Request:
Answer the following questions using the article on generative AI in the enterprise that follows.
(a) According to the 2022 McKinsey survey the article cites, how has AI adoption changed over the past five years?
(b) What are the two parts of a Generative Adversarial Network?
(c) Under "Algorithm Complexity," what characteristic of generative AI algorithms makes it hard to fine-tune the models for specific use cases?

Making generative AI actionable in the enterprise
4 min readMar 9, 2023

Generative artificial intelligence (AI), is a trending topic that has emerged in the past five years, and the interest around it has grown rapidly ever since. The recent push into generative AI by companies such as Google and Microsoft has further raised the spotlight on the topic. But for some, the question remains, what is generative AI and what is its purpose?

First off, let’s define the term:

Generative AI refers to a type of artificial intelligence (AI) capable of creating new data, such as images, videos, text, and music, that have never been seen before.

A 2022 McKinsey survey highlighted that AI adoption has more than doubled over the past five years, and investment in AI is swiftly increasing. Unlike other types of AI that are designed to solve specific tasks or problems, generative AI algorithms learn from large amounts of data and then use that knowledge to create new content that is similar to the training data.

There are several different types of generative AI algorithms, these are the top three:

  • Generative Adversarial Networks (GANs): a type of neural network that consists of two parts: a generator and a discriminator. The generator creates new data, while the discriminator distinguishes between real and fake data.
  • Variational Autoencoders (VAEs): a type of neural network that learns to encode and decode data in a low-dimensional space, which can then be used to generate new data.
  • Autoregressive models: a type of model that generates new data by predicting the next value in a sequence based on the previous values.

Now let’s unpack why making generative AI actionable in the enterprise can be tough:

  1. Data Quality & Availability
    Generative AI models require large amounts of high-quality data to learn from, and often the data may need to be made available or of better quality. In addition, cleaning and preprocessing the data can be time-consuming and labor-intensive.
  2. Algorithm Complexity
    Generative AI algorithms can be complex and difficult to understand, making it hard to fine-tune the models for specific use cases. Finding the right algorithm for the given use case and even training the model effectively can be challenging.

Stored data:

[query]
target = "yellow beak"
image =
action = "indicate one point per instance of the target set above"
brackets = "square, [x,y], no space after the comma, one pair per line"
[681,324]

Exercise response:
(a) AI adoption has more than doubled over the past five years.
(b) A generator and a discriminator.
(c) The algorithms can be complex and difficult to understand.